→ WORK INSTRUCTIONS:
Make an exact copy of the records, with the images left out.

→ INFORMATION SHOWN:
((

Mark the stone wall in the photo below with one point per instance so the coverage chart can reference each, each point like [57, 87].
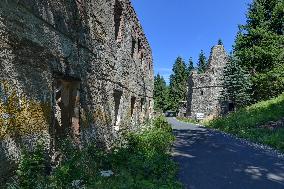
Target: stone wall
[205, 89]
[88, 59]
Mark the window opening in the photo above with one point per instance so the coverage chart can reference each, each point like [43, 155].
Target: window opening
[117, 19]
[117, 98]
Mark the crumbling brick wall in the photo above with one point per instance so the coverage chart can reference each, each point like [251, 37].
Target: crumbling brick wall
[57, 51]
[205, 89]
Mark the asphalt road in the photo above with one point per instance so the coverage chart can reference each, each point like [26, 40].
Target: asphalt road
[209, 159]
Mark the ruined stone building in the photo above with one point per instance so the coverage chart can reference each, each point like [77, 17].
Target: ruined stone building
[205, 89]
[81, 68]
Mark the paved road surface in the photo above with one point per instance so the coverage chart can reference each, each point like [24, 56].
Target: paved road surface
[212, 160]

))

→ ANSWER FOR THE TASK:
Mark the stone wall in the photo below with one point per instance so the coverage chart can reference each, each point like [57, 87].
Target: stone wall
[205, 89]
[88, 59]
Mark the window opening in the photo above with one point per instance so the coverage chart can reference each, each point like [43, 155].
Target: window opening
[117, 19]
[117, 98]
Mark the crumbling brick wall in the photo above with one point per instance so the coverage chart can reference each, each point like [251, 37].
Target: crumbling brick wall
[57, 51]
[205, 89]
Mark the asphalt road in the photo above with one point per instance so the coverage chart can reference each, each point like [26, 40].
Target: asphalt road
[209, 159]
Mark the ruined stone building in the photo above with one point per instance so the coverage chart can reference each, each point like [77, 17].
Target: ruined stone building
[205, 89]
[81, 68]
Mark the paved road surface in the photo above with one point per instance so the coverage chart can reference each, each point like [24, 56].
Target: paved road surface
[212, 160]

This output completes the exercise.